- [Given request]:
Return the whole listing, keeping every character the same.

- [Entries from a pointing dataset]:
________________________
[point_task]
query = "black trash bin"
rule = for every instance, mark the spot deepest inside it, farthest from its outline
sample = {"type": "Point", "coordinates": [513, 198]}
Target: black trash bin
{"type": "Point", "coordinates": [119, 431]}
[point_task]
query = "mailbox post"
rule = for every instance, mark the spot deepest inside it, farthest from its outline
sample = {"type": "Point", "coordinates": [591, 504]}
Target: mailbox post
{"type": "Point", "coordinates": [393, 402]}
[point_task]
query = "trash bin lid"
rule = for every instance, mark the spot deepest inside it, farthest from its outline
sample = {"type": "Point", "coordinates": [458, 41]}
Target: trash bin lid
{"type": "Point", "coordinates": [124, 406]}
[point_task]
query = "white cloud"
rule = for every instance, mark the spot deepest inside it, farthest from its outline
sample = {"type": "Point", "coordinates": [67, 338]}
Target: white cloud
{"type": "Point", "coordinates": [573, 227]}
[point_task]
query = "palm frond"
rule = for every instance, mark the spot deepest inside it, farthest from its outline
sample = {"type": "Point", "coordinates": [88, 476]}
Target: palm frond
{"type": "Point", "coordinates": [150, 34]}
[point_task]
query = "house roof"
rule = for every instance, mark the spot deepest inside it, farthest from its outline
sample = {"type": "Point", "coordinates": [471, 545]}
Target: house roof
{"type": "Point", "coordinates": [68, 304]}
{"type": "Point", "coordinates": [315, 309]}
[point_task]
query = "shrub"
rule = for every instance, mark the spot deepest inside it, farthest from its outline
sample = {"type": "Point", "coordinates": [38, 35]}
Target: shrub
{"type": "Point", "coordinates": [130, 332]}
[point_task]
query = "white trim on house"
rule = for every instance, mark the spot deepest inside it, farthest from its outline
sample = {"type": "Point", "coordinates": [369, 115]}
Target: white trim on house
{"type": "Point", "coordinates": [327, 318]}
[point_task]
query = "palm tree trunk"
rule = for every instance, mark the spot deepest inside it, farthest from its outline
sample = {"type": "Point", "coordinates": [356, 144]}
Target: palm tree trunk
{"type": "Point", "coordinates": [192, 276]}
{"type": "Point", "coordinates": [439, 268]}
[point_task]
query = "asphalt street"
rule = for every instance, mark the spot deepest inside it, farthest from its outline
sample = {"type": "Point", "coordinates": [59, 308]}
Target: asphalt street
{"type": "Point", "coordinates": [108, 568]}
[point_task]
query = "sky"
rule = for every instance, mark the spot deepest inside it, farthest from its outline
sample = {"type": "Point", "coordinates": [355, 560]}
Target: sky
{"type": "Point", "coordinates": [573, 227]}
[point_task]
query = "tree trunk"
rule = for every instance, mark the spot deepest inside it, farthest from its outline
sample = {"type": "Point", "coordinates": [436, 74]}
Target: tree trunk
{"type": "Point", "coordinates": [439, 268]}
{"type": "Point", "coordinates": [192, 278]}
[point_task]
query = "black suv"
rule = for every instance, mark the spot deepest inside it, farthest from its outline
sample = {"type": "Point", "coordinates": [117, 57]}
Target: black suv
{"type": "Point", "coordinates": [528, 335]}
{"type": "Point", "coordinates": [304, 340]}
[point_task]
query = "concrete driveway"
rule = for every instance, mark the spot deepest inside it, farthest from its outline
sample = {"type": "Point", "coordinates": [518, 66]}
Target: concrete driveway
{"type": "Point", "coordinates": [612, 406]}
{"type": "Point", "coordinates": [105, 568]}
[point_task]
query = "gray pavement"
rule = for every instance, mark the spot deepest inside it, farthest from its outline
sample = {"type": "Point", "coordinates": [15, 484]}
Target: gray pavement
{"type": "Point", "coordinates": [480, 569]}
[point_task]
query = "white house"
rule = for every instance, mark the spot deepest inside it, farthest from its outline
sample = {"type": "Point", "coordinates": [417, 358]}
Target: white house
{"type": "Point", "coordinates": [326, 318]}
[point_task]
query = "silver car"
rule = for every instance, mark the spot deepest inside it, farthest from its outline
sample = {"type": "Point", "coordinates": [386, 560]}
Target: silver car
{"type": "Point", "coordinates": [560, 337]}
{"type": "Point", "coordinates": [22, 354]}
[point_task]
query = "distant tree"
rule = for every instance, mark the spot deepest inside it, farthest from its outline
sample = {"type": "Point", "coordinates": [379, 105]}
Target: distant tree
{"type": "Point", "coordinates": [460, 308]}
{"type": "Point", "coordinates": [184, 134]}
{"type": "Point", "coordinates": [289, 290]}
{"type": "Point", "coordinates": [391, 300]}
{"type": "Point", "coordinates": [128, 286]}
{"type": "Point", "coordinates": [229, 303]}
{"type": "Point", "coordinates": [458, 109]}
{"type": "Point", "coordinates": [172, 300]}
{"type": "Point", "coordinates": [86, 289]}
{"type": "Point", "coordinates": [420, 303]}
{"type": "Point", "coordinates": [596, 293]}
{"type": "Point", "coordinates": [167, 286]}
________________________
- [Problem solution]:
[point_task]
query = "black trash bin"
rule = for every instance, mark the spot deepest inside it, farthest from its outline
sample = {"type": "Point", "coordinates": [513, 198]}
Target: black trash bin
{"type": "Point", "coordinates": [119, 431]}
[point_task]
query = "mailbox post"
rule = for every instance, mark the spot deepest inside it, farthest from its outline
sample = {"type": "Point", "coordinates": [591, 504]}
Target: mailbox post
{"type": "Point", "coordinates": [393, 402]}
[point_task]
query = "trash bin lid"
rule = for every instance, mark the spot deepest inside it, farthest from its outline
sample = {"type": "Point", "coordinates": [458, 41]}
Target: trash bin lid
{"type": "Point", "coordinates": [124, 406]}
[point_task]
query = "white cloud"
rule = for every instance, mark the spot deepest inside it, farthest from its outline
sample = {"type": "Point", "coordinates": [67, 338]}
Target: white cloud
{"type": "Point", "coordinates": [573, 227]}
[point_task]
query = "palm frond"
rule = for every instance, mark the spot deepest inside it, farthest from its outline
sample = {"type": "Point", "coordinates": [88, 476]}
Target: palm frond
{"type": "Point", "coordinates": [150, 34]}
[point_task]
query = "house roof"
rule = for every instance, mark the spot deepest inside it, farthest from its outline
sample = {"type": "Point", "coordinates": [471, 545]}
Target: house roof
{"type": "Point", "coordinates": [68, 304]}
{"type": "Point", "coordinates": [315, 309]}
[point_task]
query = "shrub"
rule = for every instance, mark the spot deepest inside it, farthest from its outline
sample = {"type": "Point", "coordinates": [38, 35]}
Target: shrub
{"type": "Point", "coordinates": [130, 332]}
[point_task]
query = "white trim on house"
rule = for every instance, mark the spot deepest inside it, farthest from its outline
sample = {"type": "Point", "coordinates": [369, 115]}
Target: white trim on house
{"type": "Point", "coordinates": [327, 318]}
[point_task]
query = "palm tree trunk"
rule = for every instance, mark the spot deepest inside it, farthest from its outline
sample = {"type": "Point", "coordinates": [356, 144]}
Target: palm tree trunk
{"type": "Point", "coordinates": [192, 276]}
{"type": "Point", "coordinates": [439, 268]}
[point_task]
query = "asphalt street"
rule = for every instance, mark the spot deepest inside it, farthest from its outline
sample = {"type": "Point", "coordinates": [59, 308]}
Target: asphalt street
{"type": "Point", "coordinates": [108, 568]}
[point_task]
query = "sky"
rule = for every instance, mark the spot deepest inside it, farthest from its outline
sample = {"type": "Point", "coordinates": [355, 560]}
Target: sky
{"type": "Point", "coordinates": [573, 227]}
[point_task]
query = "tree trunk"
rule = for every instance, mark the spot deepest inside it, farthest from its outline
sample = {"type": "Point", "coordinates": [436, 74]}
Target: tree trunk
{"type": "Point", "coordinates": [439, 268]}
{"type": "Point", "coordinates": [192, 278]}
[point_task]
query = "black suv"
rule = for every instance, mark the spot deepest inside it, farthest from its outline
sample = {"type": "Point", "coordinates": [117, 57]}
Target: black suv
{"type": "Point", "coordinates": [528, 335]}
{"type": "Point", "coordinates": [304, 340]}
[point_task]
query = "concrete driveway"
rule = for every instance, mark the spot deepest inside it, farthest from its outline
sample = {"type": "Point", "coordinates": [518, 66]}
Target: concrete driveway
{"type": "Point", "coordinates": [612, 406]}
{"type": "Point", "coordinates": [105, 568]}
[point_task]
query = "gray pavement"
rule = for every instance, mark the spot deepest inside it, farthest from its outline
sample = {"type": "Point", "coordinates": [15, 484]}
Target: gray pavement
{"type": "Point", "coordinates": [480, 569]}
[point_task]
query = "white house"
rule = for every instance, mark the spot deepest inside it, farthest from its outline
sample = {"type": "Point", "coordinates": [417, 358]}
Target: white house
{"type": "Point", "coordinates": [326, 318]}
[point_task]
query = "silver car"
rule = for every instance, mark the spot deepest inside it, farthest from its outline
sample = {"type": "Point", "coordinates": [386, 560]}
Target: silver car
{"type": "Point", "coordinates": [560, 337]}
{"type": "Point", "coordinates": [22, 354]}
[point_task]
query = "distant tree"
rule = for every instance, mark the spot deepest inside it, farthest from its outline
sample = {"type": "Point", "coordinates": [379, 105]}
Target: distant tree
{"type": "Point", "coordinates": [460, 308]}
{"type": "Point", "coordinates": [184, 134]}
{"type": "Point", "coordinates": [289, 290]}
{"type": "Point", "coordinates": [391, 300]}
{"type": "Point", "coordinates": [128, 286]}
{"type": "Point", "coordinates": [229, 303]}
{"type": "Point", "coordinates": [458, 109]}
{"type": "Point", "coordinates": [172, 300]}
{"type": "Point", "coordinates": [86, 289]}
{"type": "Point", "coordinates": [420, 303]}
{"type": "Point", "coordinates": [596, 293]}
{"type": "Point", "coordinates": [167, 286]}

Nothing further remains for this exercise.